Stored data entries

===============

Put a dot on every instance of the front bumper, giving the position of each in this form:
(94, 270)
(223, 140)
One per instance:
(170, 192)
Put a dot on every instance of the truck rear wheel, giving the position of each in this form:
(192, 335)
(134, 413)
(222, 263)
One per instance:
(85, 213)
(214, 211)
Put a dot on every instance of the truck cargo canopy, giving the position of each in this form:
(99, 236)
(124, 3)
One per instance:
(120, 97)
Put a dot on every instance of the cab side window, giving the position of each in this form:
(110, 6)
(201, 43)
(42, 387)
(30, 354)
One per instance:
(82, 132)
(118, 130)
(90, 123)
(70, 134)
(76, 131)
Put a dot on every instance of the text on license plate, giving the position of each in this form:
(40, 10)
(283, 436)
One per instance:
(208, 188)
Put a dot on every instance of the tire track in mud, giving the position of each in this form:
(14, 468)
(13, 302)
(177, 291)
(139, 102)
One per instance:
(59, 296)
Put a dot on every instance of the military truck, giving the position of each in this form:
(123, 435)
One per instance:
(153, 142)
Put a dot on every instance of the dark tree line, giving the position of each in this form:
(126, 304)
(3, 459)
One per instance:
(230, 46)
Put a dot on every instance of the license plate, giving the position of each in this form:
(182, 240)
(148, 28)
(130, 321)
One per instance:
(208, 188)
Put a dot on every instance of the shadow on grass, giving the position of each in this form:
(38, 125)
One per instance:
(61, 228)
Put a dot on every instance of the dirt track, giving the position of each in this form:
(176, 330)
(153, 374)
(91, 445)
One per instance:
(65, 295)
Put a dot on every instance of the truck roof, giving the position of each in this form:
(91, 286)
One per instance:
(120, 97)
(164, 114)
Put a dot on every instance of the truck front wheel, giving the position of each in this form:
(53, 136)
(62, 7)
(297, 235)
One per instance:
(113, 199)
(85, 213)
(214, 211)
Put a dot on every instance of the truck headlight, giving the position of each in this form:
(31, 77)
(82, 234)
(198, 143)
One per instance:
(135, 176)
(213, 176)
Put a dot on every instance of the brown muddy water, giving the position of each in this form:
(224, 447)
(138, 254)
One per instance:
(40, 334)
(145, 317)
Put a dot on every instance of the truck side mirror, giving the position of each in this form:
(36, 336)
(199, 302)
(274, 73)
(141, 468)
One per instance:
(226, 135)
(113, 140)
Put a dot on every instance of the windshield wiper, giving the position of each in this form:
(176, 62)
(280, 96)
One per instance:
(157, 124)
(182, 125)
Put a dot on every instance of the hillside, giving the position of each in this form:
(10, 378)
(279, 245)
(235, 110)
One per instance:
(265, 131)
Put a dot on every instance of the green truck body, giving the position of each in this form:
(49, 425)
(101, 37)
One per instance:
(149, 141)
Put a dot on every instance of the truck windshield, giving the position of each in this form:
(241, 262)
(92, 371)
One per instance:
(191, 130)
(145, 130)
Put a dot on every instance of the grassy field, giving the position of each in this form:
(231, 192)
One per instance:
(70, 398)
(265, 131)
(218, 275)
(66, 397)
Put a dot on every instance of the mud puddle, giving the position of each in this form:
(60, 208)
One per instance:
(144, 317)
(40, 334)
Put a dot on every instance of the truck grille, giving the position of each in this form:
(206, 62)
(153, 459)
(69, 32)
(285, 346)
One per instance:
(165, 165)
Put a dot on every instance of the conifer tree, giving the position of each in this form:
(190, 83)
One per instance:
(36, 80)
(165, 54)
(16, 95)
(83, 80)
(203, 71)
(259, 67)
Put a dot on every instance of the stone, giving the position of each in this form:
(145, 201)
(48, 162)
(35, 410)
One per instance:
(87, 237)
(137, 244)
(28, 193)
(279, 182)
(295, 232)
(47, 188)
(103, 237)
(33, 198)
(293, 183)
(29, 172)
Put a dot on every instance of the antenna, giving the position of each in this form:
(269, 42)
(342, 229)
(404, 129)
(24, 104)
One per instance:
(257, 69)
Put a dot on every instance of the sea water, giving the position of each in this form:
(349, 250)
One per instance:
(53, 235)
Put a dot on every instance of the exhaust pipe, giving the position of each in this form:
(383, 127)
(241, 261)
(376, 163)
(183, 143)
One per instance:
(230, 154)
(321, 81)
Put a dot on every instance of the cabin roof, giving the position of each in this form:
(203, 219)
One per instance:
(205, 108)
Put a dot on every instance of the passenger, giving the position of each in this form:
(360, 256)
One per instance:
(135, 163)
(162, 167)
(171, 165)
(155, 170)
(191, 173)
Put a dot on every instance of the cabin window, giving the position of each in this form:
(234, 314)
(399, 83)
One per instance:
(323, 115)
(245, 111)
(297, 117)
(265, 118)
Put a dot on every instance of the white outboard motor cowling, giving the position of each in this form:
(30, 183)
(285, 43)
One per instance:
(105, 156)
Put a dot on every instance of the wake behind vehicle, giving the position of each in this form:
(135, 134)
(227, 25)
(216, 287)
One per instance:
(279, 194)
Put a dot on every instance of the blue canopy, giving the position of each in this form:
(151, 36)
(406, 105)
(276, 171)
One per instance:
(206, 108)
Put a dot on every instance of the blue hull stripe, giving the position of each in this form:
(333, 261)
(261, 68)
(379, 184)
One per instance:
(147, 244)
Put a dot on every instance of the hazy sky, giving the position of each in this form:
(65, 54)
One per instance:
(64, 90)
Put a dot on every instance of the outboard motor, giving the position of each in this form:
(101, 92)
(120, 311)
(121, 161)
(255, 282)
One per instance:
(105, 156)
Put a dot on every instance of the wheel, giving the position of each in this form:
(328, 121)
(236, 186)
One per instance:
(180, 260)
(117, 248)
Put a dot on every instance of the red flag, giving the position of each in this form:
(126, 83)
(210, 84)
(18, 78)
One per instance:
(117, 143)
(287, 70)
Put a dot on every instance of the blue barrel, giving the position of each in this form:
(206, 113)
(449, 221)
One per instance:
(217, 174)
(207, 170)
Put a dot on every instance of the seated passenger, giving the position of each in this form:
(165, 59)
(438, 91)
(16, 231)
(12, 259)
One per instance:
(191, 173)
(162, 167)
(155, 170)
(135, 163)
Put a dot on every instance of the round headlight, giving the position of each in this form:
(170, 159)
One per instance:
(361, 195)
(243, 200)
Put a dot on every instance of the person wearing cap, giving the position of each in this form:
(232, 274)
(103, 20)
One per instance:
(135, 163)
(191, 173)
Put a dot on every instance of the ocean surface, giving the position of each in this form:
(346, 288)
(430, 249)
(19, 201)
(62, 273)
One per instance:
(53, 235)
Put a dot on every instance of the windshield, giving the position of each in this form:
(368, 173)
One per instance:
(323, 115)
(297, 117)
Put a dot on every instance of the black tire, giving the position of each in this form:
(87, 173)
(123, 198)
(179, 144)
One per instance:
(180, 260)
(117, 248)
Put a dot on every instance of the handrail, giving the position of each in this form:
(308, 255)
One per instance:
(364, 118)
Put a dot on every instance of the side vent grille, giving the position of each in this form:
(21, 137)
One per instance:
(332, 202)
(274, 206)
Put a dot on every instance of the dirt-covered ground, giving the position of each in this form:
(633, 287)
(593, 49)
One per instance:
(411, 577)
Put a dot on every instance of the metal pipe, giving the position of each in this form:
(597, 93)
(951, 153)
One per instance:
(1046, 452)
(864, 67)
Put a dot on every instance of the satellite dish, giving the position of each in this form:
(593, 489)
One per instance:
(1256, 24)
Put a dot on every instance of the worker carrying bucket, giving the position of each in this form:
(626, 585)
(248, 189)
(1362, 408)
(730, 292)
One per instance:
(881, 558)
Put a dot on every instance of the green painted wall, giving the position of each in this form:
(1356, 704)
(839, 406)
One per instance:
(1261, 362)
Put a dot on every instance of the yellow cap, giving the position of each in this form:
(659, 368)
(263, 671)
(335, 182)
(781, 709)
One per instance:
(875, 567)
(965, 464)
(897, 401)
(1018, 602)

===============

### How to complete this task
Each record above is to be reproduced verbatim.

### Solution to this exercise
Put a dot on every instance of the front bumper, giving the position of each in this form:
(94, 270)
(223, 140)
One per instance:
(170, 192)
Put a dot on every instance of the truck rear wheel, giving the position of each in this form:
(192, 335)
(134, 413)
(222, 263)
One per instance:
(85, 213)
(214, 211)
Put a dot on every instance of the truck cargo canopy, giving the position of each in this form:
(99, 236)
(124, 3)
One per instance:
(120, 97)
Put a dot on every instance of the cab side window, giving the position of each in this form:
(110, 6)
(201, 43)
(42, 387)
(30, 354)
One per instance:
(82, 132)
(118, 130)
(90, 123)
(70, 134)
(76, 131)
Put a dot on every instance of the text on license plate, giving the position of each in this form:
(40, 10)
(283, 436)
One per instance:
(208, 188)
Put a dot on every instance of the tire track in mud, giving the position of each in this form:
(14, 468)
(13, 302)
(177, 291)
(139, 102)
One per instance:
(59, 296)
Put a dot on every instance of the military truck, giving the position of each in this form:
(123, 435)
One per instance:
(153, 142)
Put a dot on every instance of the dark tree line, giving the position of each in this form:
(126, 304)
(3, 459)
One per instance:
(230, 46)
Put a dot on every instance of the license plate, giving the position of each in this form:
(182, 240)
(148, 28)
(130, 321)
One per instance:
(208, 188)
Put a dot on every instance of the shadow on grass, giving the position of each in this form:
(38, 125)
One per instance:
(61, 228)
Put a dot on every instance of the dirt track, giving the position of each in this form:
(176, 330)
(153, 374)
(91, 445)
One per instance:
(65, 295)
Put a dot on every instance of the truck roof, giving the position of each in this form:
(91, 286)
One per instance:
(120, 97)
(164, 114)
Put a dot on every instance of the truck front wheel, giving the position of each in this form:
(53, 136)
(62, 7)
(297, 235)
One per instance:
(113, 199)
(85, 213)
(214, 211)
Put a dot on every instance of the truck headlight, giving the position of each in this form:
(31, 77)
(82, 234)
(198, 143)
One per instance:
(135, 176)
(213, 176)
Put a dot on every instance of the brown muddy water, giving the position of each in this form:
(224, 447)
(138, 254)
One per instance:
(40, 334)
(145, 317)
Put a dot on every instance of the truck side mirror, giving the position of each in this form:
(36, 336)
(199, 302)
(274, 73)
(141, 468)
One per instance:
(226, 135)
(113, 140)
Put a dot on every instance of the windshield wiper, giving the position of each in this form:
(176, 62)
(280, 96)
One per instance:
(157, 124)
(182, 125)
Put a dot on every instance of the hillside, giving the position of each in this form:
(10, 378)
(279, 245)
(235, 110)
One per instance:
(265, 131)
Put a dot on every instance of the green truck body, giving the position of each in this form:
(49, 425)
(101, 37)
One per instance:
(149, 141)
Put a dot on every instance of the truck windshield, giving the position of each in this form:
(241, 262)
(92, 371)
One per instance:
(191, 130)
(145, 130)
Put a dot on every instance of the grassy field, giving the position of each in this form:
(231, 192)
One per instance:
(70, 398)
(265, 131)
(218, 275)
(66, 397)
Put a dot on every instance of the mud puddle, giving the position of each in this form:
(60, 208)
One per instance:
(144, 317)
(40, 334)
Put a dot on every instance of the truck grille, giving the position of each in this form:
(206, 62)
(153, 459)
(69, 32)
(285, 346)
One per instance:
(165, 165)
Put a dot on every instance of the conifer tree, giving the position of each in this form:
(190, 83)
One per instance:
(36, 80)
(165, 54)
(16, 95)
(83, 80)
(203, 71)
(259, 67)
Put a dot on every instance of the stone, giving the position of each in this form:
(145, 201)
(48, 162)
(35, 410)
One per instance:
(87, 237)
(137, 244)
(28, 193)
(279, 182)
(295, 232)
(47, 188)
(103, 237)
(33, 198)
(293, 183)
(29, 172)
Put a dot on every instance of the antenna, giving the position of each in this form:
(269, 42)
(342, 229)
(404, 129)
(24, 104)
One per instance:
(257, 69)
Put a dot on every instance of the sea water, giving the position of each in this form:
(349, 250)
One per instance:
(53, 235)
Put a dot on every instance of the exhaust pipe, giving the position of each in this form:
(383, 127)
(241, 261)
(376, 163)
(183, 143)
One per instance:
(230, 154)
(321, 81)
Put a dot on every instance of the cabin roof, giving the position of each in this form:
(203, 219)
One per instance:
(205, 108)
Put a dot on every instance of the passenger, giving the position of each in this form:
(360, 256)
One per instance:
(135, 163)
(162, 167)
(171, 165)
(155, 170)
(191, 173)
Put a dot on every instance of the cabin window, giving the position of each in this form:
(234, 314)
(399, 83)
One per instance:
(323, 115)
(245, 111)
(297, 117)
(265, 118)
Put a dot on every instance of the white outboard motor cowling, giving the position of each in this form:
(30, 183)
(285, 43)
One per instance:
(105, 156)
Put a dot on every instance of the wake behind vehicle, giving the position of each in this form:
(135, 134)
(227, 25)
(216, 287)
One per instance:
(279, 194)
Put a dot on every instance of the blue canopy, giving the position of each in this form:
(151, 36)
(406, 105)
(276, 171)
One per instance:
(206, 108)
Put a dot on every instance of the blue hull stripe, giving the position of each in this form:
(333, 261)
(261, 68)
(379, 184)
One per instance:
(147, 244)
Put a dot on every instance of the hazy sky, giving the position of each in this form:
(65, 54)
One per instance:
(64, 90)
Put a dot on every instance of the outboard motor, giving the position of each in this form:
(101, 92)
(120, 311)
(121, 161)
(255, 282)
One per instance:
(105, 156)
Put a dot on every instance of the wheel, giving the position of each in this form:
(328, 121)
(236, 186)
One per instance:
(180, 260)
(117, 248)
Put a dot on every instance of the red flag, giving the position of each in this form:
(126, 83)
(210, 84)
(18, 78)
One per instance:
(117, 143)
(287, 70)
Put a dot on every instance of the blue barrel, giving the position of each in this form:
(206, 113)
(449, 221)
One per instance:
(217, 174)
(207, 170)
Put a dot on every instance of the seated passenger, giving the position of each in this form:
(165, 59)
(438, 91)
(16, 231)
(12, 259)
One per instance:
(191, 173)
(162, 167)
(155, 170)
(135, 163)
Put a dot on every instance of the round headlight, giving the position of each in this form:
(170, 159)
One per instance:
(361, 195)
(243, 200)
Put a dot on every instance of the person wearing cap, giving the position of each in this form:
(232, 274)
(103, 20)
One per instance:
(135, 163)
(191, 173)
Put a dot on every instance of the ocean surface, giving the position of each in this form:
(346, 288)
(430, 249)
(19, 201)
(62, 273)
One per instance:
(53, 235)
Put a dot on every instance of the windshield, giving the position of each in this form:
(368, 173)
One per instance:
(323, 115)
(297, 117)
Put a dot on every instance of the black tire, giving the position of each in this form:
(87, 173)
(123, 198)
(179, 144)
One per instance:
(180, 260)
(117, 248)
Put a dot on every instance of the handrail, giving the position of each in this form:
(308, 255)
One per instance:
(364, 118)
Put a dot on every instance of the side vent grille, giving the position of each in this form:
(21, 137)
One per instance:
(332, 202)
(274, 206)
Put a dot on every instance of the dirt-covered ground, giving the position of each in this form:
(633, 287)
(593, 49)
One per instance:
(411, 577)
Put a dot on every instance of the metal pipe, giving the position of each in this form:
(597, 93)
(951, 153)
One per instance:
(1046, 452)
(864, 67)
Put a dot on every instance of the satellite dish, giving the position of each in this form:
(593, 489)
One per instance:
(1256, 24)
Put a dot on every instance of the worker carrying bucket, giving the position of each in this form:
(626, 585)
(248, 189)
(1362, 408)
(730, 292)
One per instance:
(881, 558)
Put a dot on every instance of the green painted wall, giving the position of each in this form:
(1356, 704)
(839, 406)
One per instance:
(1261, 362)
Put a dot on every instance of the yellow cap, giving the position of each in this form:
(659, 368)
(263, 671)
(335, 182)
(781, 709)
One per instance:
(875, 567)
(965, 464)
(897, 401)
(1018, 602)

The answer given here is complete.